=== Data excerpts ===
= = =
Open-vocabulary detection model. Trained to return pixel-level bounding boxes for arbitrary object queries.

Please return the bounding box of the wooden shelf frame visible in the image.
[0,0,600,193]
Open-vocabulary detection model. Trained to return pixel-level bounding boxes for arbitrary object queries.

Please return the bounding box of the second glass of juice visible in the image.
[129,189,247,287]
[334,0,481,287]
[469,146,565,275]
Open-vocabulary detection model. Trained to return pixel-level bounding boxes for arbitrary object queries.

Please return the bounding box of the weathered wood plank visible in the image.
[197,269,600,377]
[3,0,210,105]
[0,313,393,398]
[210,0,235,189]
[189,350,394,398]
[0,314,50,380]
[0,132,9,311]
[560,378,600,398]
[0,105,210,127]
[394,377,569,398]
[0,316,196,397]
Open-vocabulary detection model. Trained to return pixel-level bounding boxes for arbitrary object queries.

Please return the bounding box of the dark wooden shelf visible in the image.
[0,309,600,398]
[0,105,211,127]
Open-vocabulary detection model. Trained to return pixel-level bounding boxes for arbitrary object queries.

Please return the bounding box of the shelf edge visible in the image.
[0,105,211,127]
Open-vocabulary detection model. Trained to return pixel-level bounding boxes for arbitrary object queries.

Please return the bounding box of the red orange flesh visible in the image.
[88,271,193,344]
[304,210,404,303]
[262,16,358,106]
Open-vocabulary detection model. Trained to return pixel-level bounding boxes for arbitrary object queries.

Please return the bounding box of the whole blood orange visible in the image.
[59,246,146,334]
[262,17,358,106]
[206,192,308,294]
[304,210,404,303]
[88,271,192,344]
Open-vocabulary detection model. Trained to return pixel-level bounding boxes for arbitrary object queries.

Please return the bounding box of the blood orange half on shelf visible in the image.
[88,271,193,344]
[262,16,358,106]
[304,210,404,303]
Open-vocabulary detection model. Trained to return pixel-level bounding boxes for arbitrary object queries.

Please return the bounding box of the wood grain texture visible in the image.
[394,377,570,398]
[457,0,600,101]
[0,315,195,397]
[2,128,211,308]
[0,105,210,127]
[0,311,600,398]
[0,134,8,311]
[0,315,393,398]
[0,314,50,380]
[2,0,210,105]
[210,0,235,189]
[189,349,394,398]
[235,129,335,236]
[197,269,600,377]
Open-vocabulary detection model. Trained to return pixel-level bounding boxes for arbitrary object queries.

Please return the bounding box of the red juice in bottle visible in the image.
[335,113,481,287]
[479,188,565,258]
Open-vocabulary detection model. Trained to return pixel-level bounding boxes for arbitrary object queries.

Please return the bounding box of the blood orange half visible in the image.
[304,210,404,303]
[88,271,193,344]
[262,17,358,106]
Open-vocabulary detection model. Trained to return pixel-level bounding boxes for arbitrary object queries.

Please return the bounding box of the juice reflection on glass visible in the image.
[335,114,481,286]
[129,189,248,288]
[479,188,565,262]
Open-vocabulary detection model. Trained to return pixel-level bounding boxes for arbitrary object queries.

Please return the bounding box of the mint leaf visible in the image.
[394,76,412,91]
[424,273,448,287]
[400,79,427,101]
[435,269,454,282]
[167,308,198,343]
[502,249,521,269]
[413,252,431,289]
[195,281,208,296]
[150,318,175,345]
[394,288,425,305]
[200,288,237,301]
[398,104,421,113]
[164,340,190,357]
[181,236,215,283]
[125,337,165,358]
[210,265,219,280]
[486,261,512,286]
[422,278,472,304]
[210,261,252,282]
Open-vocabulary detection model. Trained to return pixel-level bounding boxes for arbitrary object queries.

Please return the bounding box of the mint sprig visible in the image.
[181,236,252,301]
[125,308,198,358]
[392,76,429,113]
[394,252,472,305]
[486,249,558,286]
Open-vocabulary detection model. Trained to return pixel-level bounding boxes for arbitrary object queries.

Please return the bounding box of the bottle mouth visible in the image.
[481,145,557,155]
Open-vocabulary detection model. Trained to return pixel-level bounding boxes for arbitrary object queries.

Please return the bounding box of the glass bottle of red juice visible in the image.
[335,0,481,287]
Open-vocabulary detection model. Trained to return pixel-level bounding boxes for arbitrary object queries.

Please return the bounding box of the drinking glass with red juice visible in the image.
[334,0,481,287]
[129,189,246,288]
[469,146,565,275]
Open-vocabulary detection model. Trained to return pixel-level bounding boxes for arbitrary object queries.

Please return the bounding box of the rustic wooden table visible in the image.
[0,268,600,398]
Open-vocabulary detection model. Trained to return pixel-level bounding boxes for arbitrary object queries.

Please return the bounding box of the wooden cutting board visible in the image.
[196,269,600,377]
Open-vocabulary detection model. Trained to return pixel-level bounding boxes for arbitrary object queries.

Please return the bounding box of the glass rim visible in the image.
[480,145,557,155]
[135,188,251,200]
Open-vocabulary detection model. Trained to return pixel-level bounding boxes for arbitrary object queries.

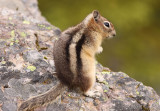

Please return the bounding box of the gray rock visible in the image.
[0,0,160,111]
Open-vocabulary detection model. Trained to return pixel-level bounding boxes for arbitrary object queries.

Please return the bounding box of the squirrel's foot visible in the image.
[84,90,101,98]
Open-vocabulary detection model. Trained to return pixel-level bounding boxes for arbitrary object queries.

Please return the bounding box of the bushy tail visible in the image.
[17,83,66,111]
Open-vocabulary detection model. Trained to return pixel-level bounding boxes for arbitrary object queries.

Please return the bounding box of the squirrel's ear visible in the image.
[92,10,100,21]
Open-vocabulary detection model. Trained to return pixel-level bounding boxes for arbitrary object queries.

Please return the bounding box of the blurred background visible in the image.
[39,0,160,94]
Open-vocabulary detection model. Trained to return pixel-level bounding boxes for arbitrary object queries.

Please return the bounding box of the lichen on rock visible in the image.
[0,0,160,111]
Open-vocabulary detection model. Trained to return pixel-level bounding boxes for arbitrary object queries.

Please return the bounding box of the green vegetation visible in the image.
[39,0,160,93]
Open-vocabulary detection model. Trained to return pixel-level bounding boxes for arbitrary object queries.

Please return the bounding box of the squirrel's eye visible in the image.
[104,22,110,27]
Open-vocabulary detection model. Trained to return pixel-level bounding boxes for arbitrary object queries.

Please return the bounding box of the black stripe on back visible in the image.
[76,34,86,74]
[65,29,78,62]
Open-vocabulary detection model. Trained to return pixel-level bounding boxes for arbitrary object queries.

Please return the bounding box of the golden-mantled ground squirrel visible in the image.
[18,10,116,111]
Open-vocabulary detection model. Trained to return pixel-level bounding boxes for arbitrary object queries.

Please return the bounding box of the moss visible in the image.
[101,71,110,74]
[1,61,6,64]
[23,20,30,25]
[10,42,14,46]
[103,90,108,92]
[15,40,19,43]
[20,32,27,37]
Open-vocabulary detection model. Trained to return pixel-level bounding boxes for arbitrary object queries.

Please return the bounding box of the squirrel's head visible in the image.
[84,10,116,38]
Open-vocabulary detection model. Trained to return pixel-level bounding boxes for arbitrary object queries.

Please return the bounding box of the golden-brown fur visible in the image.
[18,11,116,111]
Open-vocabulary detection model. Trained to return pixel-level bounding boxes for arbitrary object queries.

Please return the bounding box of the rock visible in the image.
[0,0,160,111]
= = =
=== Task statement ===
Count the lines in the rows above that contain the string "bottle", treating case as significant. Reply with the number only.

=== Completed exercise ===
3